Please continue the mailing-list post about HTML and the visually impaired, starting right after its last line.
++++ Text section ++++
Re: New Topic: HTML and the Visually Impaired [long]

Terry Allen (terry@ora.com)
Thu, 1 Sep 94 18:36:10 EDT

| T> Yuri, you had a little scripting language or something of the sort
| T> for use with ICADD attributes, I believe in order to indicate
| T> treatment of elements-in-context. Have you decided you don't
| T> need it for this purpose?
|
| The "little language" for transformation still exists.

But you didn't answer the question.

| | The ICADD tagset is described and "formalized" in an annex to ISO 12083.
| T> Is this new?
|
| No. This is all part of ISO 12083 and has been since it was published
| last year. The ISO DTDs include all the SDA attributes as a model.

That is, the AAP DTDs. I'm now confused over why we can't go ahead
and dress up Docbook in the same manner.

| They are isomorphic except for some minor details. I think if we
| can simply add the new handful of elements, and *NOT* add the
| isomorphic names to HTML but rather simply instruct browser creators
| to build the aliases if they want to support ICADD, it'll make HTML
| a little simpler, but accomplish the same purposes.

Yes, but in the longer run (2.1, 3.0) we want the fixed atts in the DTD.
I see by what follows that I have misunderstood your proposal. You
seem to be suggesting that instances marked up to conform to
-//EC-USA-CDA/ICADD//DTD ICADD22//EN
can be made renderable in, e.g., Braille, while still being viewable
in Mosaic, by aliasing the 22 ICADD elements to HTML elements.

I thought you were proposing that the fixed atts be added to the HTML
DTD (one of them, eventually) to make *HTML* renderable in Braille.
This is surely something we want to do anyway.

In other words, you are trying to get WWW browsers to run 2 DTDs,
taking advantage of the similar structures they describe. Is that
right?

| D> From an architectural point of view, it makes more sense to me to just
| D> define a new content type: text/icadd, and enhance browsers to support
| D> that type. One handy way to implement this is to parse the ICADD
| D> document, translate it to HTML internally, and render the HTML.
| I don't see the difference really. ICADD files would, presumably
| have a different suffix, but for browser creators it'd be much
| the same. I'm happy either way. Since there are so few additional
| elements, it seemed to me more "harmonized" to make the minor
| enhancements to HTML. Whichever.

If the whole point is that the ICADD atts allow the same instance
to be interpreted for visual rendering AND for Braille, etc, then
you can't determine when you send the instance out what the browser
on the other end will do with it. So I don't understand why one
wants a content type text/icadd; text/html will do, or, if
instances conforming to the ICADD DTD are to be handled,
text/sgml. There are far too many DTDs to have a content type
for each one.

| | 2) When HTML2.0 is finalized, I'll add the ICADD attributes to it
| | in a version that we distribute to content providers who work with
| | the blind (Braille translation houses, electronic book creators, etc).
| | This will establish the mappings from HTML elements to ICADD
| | elements and will mean that all HTML text is *instantly* and
| | automatically translatable into both print and on-line Braille.
++++ Records shown ++++
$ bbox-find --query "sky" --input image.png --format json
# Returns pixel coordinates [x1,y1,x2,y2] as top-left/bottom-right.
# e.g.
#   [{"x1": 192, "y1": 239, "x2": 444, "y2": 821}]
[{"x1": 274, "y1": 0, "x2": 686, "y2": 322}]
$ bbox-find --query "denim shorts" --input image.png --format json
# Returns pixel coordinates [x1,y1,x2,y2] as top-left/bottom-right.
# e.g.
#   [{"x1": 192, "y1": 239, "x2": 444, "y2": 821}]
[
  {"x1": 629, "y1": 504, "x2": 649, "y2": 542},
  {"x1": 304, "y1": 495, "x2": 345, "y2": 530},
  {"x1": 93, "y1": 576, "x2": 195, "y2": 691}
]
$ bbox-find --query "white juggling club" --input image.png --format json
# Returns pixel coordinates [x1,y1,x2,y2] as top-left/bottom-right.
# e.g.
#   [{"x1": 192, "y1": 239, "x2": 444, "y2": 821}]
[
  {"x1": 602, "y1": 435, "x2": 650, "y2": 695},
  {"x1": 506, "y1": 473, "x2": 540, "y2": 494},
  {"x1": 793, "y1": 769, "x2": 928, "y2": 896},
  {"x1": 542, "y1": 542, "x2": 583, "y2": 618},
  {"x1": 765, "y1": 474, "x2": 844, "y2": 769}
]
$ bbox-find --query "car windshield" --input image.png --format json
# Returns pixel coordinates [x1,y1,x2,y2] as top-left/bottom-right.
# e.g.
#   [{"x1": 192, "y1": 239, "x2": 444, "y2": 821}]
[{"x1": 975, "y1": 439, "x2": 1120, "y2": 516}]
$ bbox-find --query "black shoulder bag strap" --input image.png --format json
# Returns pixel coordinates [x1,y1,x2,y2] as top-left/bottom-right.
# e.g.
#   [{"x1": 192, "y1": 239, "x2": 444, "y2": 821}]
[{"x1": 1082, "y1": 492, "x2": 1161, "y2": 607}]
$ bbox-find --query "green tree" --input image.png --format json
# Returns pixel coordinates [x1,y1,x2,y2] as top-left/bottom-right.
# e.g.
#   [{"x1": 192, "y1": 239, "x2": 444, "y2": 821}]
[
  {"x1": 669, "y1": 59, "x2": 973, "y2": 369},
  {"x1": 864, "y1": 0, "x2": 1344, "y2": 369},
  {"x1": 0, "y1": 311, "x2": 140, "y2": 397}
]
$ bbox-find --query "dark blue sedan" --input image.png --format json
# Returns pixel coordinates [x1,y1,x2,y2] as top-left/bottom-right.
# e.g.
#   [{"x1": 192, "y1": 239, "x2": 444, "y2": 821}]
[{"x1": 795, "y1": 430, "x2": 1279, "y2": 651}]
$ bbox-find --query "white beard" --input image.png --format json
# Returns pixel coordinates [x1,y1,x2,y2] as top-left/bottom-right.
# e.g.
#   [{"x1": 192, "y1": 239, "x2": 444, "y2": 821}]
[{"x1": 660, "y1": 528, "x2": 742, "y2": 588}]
++++
Reply to the exercise:
| T> I think these attributes should be part of the regular DTD, not
| T> just in some other version. I'm beginning to wonder about how
| T> many sets of fixed atts a DTD can handle, but this is about the
| T> most important set I can think of.
|
| D> Great. This makes perfect sense. Let's do take care that HTML can be
| D> consumed this way.
|
| My sense is that because of the isomorphism and because HTML
| doesn't really expect there to be text generated on the fly, this
| should be a simple case of SDAFORM mappings. DOCBOOK, for example,
| because it supposes a great deal of sophisticated processing,
| including elements in context handling, needs all the complexity
| of all the attributes.

So we need the little language for Docbook but not for HTML. Does
that mean that AAP is between HTML and Docbook in complexity?

| >HTMLPLUS BOOK May be valuable to keep this distinction
| > so browsers will know it's the ICADD DTD
| D> Ah... apparently so.
| T> could you explain that?
|
| Of course, if they are handled the same way, this won't matter.

If you want browsers to grasp that an instance is marked up
according to the ICADD DTD and not HTML, then you'd better
change the base ICADD element to a more distinctive name
or require a DOCTYPE declaration. "BOOK" is just too
common. I'll also reiterate my call
for requiring the HTML or HTMLPLUS start tag (in 3.0, of course).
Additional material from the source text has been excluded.